Show every line of the data below that contains the word "aircraft", copying each one in full.

#### ENTRIES PROVIDED
= = = = = = =

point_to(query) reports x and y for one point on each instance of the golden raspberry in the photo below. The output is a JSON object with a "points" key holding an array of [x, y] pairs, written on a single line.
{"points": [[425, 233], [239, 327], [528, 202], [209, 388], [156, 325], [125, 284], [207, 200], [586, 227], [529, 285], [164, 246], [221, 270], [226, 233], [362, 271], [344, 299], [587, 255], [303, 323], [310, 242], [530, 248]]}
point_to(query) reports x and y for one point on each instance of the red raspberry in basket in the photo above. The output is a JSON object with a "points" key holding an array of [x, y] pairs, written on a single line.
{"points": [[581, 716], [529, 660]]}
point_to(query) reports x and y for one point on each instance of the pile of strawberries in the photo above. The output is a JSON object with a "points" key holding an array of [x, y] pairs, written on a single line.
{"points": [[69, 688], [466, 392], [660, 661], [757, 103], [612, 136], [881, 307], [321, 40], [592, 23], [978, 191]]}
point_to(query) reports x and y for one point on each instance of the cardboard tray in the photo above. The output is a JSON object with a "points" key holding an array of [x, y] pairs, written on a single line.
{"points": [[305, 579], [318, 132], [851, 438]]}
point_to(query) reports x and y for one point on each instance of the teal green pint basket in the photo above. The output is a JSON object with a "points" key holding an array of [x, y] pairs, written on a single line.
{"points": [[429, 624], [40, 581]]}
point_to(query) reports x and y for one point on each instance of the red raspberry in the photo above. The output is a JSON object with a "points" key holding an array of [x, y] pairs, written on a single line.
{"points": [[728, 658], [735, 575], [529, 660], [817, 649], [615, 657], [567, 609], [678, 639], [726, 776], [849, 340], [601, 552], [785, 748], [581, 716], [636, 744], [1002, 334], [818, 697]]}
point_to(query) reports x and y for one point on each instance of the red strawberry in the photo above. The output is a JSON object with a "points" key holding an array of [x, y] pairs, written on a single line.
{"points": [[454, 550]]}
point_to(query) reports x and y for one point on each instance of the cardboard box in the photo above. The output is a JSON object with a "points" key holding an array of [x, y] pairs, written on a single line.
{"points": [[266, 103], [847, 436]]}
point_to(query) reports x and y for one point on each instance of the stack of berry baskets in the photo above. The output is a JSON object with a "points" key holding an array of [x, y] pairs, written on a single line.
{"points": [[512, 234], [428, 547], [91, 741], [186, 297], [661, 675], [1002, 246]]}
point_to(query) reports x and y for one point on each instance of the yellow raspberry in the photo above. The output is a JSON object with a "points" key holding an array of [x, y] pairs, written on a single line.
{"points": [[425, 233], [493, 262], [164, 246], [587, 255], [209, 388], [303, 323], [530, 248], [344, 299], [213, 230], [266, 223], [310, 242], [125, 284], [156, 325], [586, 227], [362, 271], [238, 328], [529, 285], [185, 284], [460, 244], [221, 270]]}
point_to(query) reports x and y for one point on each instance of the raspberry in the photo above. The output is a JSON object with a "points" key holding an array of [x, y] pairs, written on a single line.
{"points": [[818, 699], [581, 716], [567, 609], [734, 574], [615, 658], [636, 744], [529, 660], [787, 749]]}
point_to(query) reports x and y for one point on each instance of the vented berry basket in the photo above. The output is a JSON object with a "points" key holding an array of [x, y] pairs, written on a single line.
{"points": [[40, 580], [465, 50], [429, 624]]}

= = = = = = =

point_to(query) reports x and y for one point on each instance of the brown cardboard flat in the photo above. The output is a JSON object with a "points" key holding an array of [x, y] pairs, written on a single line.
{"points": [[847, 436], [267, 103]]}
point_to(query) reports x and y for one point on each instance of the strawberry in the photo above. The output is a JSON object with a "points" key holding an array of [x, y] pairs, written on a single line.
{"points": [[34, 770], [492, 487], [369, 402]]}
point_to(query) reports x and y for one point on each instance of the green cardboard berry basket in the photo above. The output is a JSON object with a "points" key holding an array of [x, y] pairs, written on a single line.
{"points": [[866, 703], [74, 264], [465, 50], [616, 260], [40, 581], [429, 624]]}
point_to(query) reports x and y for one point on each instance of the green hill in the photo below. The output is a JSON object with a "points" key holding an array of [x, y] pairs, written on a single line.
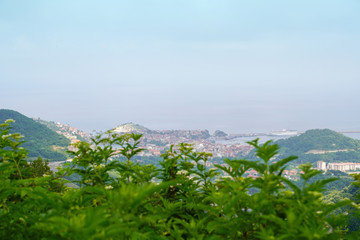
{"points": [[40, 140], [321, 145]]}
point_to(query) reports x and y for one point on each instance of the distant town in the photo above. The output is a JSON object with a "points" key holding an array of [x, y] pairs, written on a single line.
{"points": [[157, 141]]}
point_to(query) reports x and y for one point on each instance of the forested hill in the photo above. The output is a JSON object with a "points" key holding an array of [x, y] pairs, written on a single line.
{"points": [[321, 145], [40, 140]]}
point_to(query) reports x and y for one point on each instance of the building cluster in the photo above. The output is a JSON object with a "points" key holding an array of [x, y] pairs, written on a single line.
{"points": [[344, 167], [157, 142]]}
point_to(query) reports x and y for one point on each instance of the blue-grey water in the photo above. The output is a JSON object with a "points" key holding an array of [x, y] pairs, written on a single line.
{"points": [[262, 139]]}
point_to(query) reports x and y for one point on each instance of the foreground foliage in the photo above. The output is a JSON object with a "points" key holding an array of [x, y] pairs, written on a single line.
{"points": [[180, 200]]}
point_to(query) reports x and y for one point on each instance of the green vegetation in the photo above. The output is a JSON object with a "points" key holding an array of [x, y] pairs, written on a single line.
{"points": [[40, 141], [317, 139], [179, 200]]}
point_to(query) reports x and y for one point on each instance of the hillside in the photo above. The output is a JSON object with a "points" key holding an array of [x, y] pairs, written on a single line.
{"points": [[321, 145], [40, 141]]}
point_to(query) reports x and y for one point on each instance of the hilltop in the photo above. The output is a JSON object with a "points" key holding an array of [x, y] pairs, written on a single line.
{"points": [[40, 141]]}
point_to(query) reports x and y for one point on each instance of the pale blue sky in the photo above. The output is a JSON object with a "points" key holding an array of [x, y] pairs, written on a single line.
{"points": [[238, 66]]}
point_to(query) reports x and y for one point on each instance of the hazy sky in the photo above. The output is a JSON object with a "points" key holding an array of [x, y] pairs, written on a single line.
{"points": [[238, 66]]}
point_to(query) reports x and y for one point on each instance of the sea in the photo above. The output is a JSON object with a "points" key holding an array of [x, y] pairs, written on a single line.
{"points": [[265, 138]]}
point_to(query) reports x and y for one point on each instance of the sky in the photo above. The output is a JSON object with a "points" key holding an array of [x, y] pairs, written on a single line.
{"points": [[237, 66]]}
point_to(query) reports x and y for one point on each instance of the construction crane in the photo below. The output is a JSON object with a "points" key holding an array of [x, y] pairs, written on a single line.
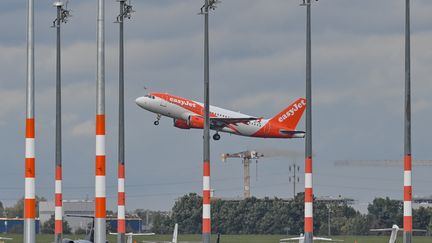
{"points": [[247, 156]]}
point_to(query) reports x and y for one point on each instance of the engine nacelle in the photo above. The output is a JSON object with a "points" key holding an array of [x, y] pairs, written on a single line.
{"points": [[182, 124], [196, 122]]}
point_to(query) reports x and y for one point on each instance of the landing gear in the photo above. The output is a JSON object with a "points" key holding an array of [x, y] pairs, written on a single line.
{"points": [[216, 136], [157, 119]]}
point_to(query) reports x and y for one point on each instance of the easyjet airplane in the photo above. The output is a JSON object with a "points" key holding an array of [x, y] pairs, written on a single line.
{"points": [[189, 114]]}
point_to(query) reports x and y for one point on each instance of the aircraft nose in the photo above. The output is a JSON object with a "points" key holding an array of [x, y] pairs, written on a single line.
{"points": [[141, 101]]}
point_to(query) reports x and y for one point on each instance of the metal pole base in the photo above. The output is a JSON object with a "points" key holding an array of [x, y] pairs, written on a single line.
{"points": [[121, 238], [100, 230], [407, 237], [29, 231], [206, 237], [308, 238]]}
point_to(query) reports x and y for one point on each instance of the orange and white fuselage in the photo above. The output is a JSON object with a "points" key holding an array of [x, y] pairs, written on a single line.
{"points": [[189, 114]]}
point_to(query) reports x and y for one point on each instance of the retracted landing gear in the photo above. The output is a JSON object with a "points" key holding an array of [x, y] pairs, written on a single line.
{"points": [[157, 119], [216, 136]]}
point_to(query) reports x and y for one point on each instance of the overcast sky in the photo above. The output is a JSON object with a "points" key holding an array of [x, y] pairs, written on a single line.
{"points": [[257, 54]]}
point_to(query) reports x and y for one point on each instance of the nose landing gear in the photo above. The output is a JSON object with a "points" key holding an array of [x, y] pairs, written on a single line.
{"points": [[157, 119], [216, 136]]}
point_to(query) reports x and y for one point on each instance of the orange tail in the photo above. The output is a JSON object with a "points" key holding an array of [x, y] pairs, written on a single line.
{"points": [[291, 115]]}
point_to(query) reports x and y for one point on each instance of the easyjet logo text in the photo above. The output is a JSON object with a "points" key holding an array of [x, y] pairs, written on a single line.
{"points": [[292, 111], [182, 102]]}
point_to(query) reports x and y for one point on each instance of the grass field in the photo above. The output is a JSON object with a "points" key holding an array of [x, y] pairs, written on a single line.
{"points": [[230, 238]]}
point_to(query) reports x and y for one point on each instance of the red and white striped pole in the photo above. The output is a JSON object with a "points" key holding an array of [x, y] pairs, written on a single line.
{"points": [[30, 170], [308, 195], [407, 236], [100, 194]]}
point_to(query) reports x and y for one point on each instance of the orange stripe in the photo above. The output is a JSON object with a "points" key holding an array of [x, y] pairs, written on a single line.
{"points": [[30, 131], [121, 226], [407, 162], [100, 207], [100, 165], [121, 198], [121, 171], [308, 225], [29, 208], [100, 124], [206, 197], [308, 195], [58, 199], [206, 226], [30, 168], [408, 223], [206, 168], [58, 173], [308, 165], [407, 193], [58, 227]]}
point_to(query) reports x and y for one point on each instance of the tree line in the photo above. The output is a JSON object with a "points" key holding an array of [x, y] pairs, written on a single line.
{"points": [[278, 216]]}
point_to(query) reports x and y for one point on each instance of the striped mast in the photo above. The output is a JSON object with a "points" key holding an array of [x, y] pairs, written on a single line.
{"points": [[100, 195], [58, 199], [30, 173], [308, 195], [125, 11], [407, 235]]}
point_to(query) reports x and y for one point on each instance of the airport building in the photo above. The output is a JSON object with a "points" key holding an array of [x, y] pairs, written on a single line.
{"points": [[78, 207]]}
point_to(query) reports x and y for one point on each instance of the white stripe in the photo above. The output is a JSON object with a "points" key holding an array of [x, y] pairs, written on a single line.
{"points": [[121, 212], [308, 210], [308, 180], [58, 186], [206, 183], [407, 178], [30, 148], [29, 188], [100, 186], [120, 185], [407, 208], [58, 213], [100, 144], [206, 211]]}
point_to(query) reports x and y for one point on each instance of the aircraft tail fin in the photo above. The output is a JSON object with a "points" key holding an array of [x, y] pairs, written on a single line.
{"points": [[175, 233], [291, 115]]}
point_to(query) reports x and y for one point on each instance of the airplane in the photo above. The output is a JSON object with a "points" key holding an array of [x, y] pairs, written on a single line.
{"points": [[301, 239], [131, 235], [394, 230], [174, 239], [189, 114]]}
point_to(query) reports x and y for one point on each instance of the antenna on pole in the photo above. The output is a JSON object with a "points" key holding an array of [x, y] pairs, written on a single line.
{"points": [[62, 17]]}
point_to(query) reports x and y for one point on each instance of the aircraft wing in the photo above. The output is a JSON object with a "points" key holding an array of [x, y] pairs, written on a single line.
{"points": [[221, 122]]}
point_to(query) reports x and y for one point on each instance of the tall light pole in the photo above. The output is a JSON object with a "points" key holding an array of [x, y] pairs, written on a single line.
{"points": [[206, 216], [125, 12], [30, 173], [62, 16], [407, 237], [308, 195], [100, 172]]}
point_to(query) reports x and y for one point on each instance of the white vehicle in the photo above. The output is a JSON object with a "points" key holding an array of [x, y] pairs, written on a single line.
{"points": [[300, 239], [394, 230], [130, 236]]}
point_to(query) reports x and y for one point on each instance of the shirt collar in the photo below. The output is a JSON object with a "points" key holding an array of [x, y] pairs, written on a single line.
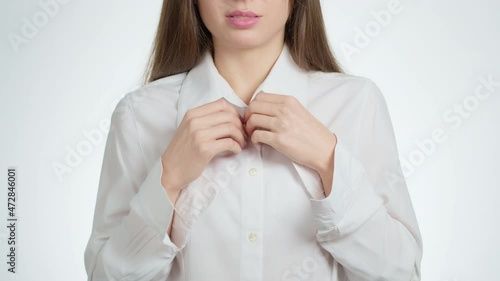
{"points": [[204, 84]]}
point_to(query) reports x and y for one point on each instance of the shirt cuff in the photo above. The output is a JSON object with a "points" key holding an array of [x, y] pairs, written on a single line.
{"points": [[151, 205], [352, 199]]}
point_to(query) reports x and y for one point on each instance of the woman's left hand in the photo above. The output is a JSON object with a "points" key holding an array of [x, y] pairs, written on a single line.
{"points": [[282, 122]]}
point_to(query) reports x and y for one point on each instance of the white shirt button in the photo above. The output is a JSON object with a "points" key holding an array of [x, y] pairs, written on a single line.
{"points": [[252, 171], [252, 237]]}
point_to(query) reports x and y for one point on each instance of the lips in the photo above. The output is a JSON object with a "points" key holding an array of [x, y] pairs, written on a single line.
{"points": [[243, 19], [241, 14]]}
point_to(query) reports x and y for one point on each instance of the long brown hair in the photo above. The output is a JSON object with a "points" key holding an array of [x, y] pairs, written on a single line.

= = = = = = =

#### OUTPUT FOR THIS TASK
point_to(query) reports x and y for one point on each instance of the aircraft nose in the photo above. The output is a JSON object with a "points" key holding an array of [x, y] pairs, written on a single line.
point_to(query) reports x and y for one point on each instance of the aircraft tail fin in the photo above. The output is a JSON object with a "points" key holding an array of [x, y] pairs, written on a single line.
point_to(query) reports x and y for one point on each instance of the aircraft wing in the photo above. The output is a JSON object with a "points" key holding an array of [x, y] pairs, written on a single line.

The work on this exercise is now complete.